II. Apparatus implementing stream cipher in accordance with the present invention. 

[0039] Figure 2 shows an example apparatus 200 implementing a stream cipher for 
generating a key stream. Apparatus 200 may comprise a LFSR 210, a nonlinear filter 
(NLF) module 220, a combining module 230 and a storage medium 240. LFSR 210 is 
configured to generate a first array of values, wherein the values of the first array 
corresponds to the values of the LFSR states. NLF module 220 is configured to apply a 
cryptographic function on input values selected from the first array to generate output 
values. Combining module 230 is configured to combine the output values with mask 
values selected from a second array of values. The resultant words output from 
combining module 230 may then be used to generate a key stream block for the key 
stream. Apparatus 200 may also comprise a processor 250 configured to control one or 
more of LFSR 210, NLF module 220, combining module 230 and storage medium 240. 
Here, the first and second arrays are finite. 

[0040] It is to be noted that a value of an array may represent various bit units.

**Job 1:** List every component that the stream cipher passage says apparatus 200 may comprise, with its reference number.
**Job 2:** According to the stream cipher passage, what does combining module 230 combine the output values with?
**Job 3:** Continue the stream cipher passage from its last sentence.
The records below the stream cipher passage are drawn from a separate, unrelated source.

**Material:**
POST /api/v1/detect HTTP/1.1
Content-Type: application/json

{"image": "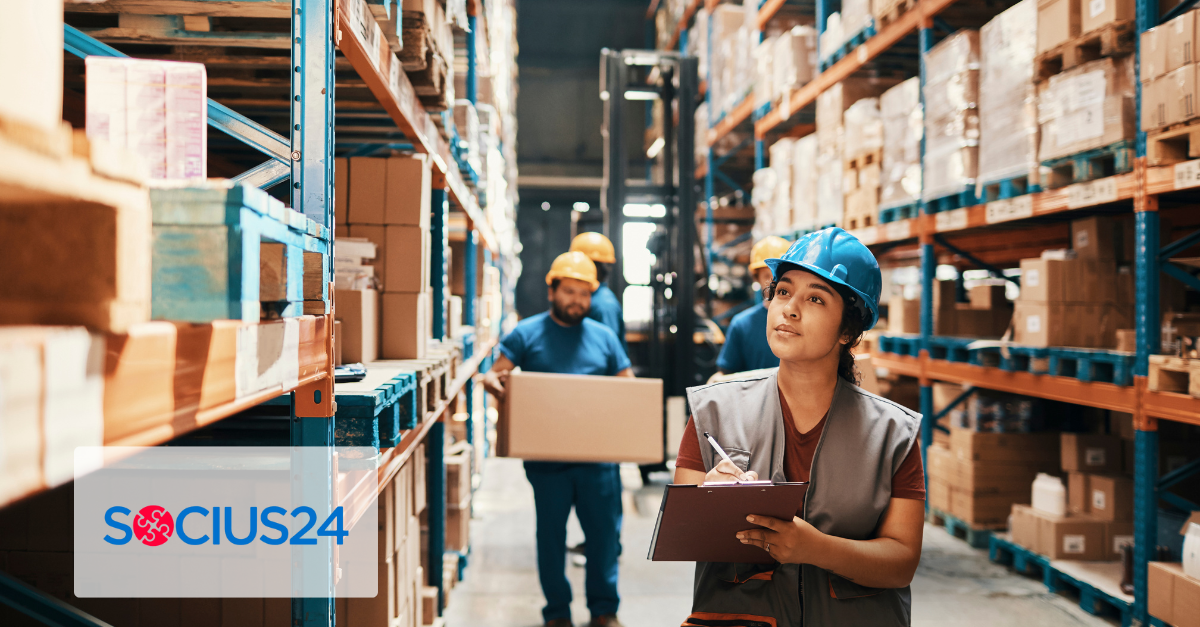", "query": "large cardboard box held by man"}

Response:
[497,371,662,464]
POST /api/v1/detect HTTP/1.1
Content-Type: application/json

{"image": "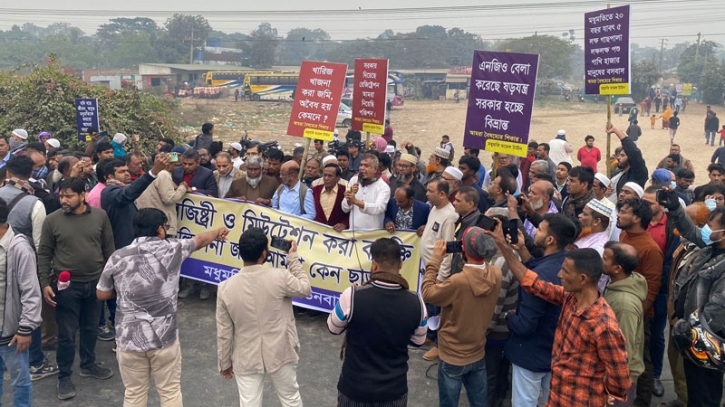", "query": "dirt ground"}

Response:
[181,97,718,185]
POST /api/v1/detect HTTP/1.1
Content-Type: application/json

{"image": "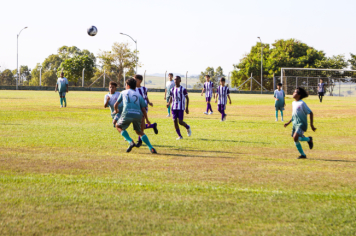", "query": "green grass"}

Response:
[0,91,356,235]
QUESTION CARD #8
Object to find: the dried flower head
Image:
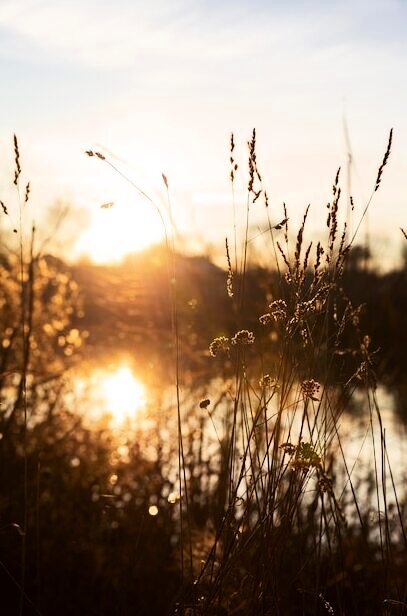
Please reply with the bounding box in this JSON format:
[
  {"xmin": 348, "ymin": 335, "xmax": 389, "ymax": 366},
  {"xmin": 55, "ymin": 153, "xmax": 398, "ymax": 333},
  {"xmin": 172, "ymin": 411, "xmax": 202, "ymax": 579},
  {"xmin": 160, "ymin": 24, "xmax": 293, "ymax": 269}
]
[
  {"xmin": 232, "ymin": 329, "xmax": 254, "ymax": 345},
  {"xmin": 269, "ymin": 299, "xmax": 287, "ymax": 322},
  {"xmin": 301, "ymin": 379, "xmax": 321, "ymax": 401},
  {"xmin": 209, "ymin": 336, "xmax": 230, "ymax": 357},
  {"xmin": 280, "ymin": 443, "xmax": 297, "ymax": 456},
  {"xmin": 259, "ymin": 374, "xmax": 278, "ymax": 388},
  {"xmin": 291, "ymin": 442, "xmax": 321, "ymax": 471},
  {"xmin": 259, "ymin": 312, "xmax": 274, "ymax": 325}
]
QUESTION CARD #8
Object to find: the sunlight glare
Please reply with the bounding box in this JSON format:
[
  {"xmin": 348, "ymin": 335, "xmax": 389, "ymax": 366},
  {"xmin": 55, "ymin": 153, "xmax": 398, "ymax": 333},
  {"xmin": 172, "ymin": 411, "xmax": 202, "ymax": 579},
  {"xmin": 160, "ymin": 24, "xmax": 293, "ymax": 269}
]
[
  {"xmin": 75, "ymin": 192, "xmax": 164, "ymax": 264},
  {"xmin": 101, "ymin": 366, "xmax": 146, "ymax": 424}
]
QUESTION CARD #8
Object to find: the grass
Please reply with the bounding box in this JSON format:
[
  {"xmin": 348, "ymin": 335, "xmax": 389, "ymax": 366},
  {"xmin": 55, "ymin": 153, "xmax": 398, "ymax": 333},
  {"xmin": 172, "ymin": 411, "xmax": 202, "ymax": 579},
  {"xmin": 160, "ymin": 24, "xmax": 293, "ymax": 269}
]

**Task output 1:** LFSR 210, nonlinear filter (NLF) module 220, combining module 230, storage medium 240, processor 250

**Task output 2:** Mask values selected from a second array of values.

**Task output 3:**
However, for purpose of explanation, a bit unit of a word with one or more bytes will be 
used to describe the embodiments. In such case, LFSR 210 generates a first array of 
words, NLF module 220 applies a cryptographic function on input words selected from 
the first array to generate output words, and combining module 230 combines the output 
words with mask words selected from a second array of words to generate a key stream 
block for the key stream.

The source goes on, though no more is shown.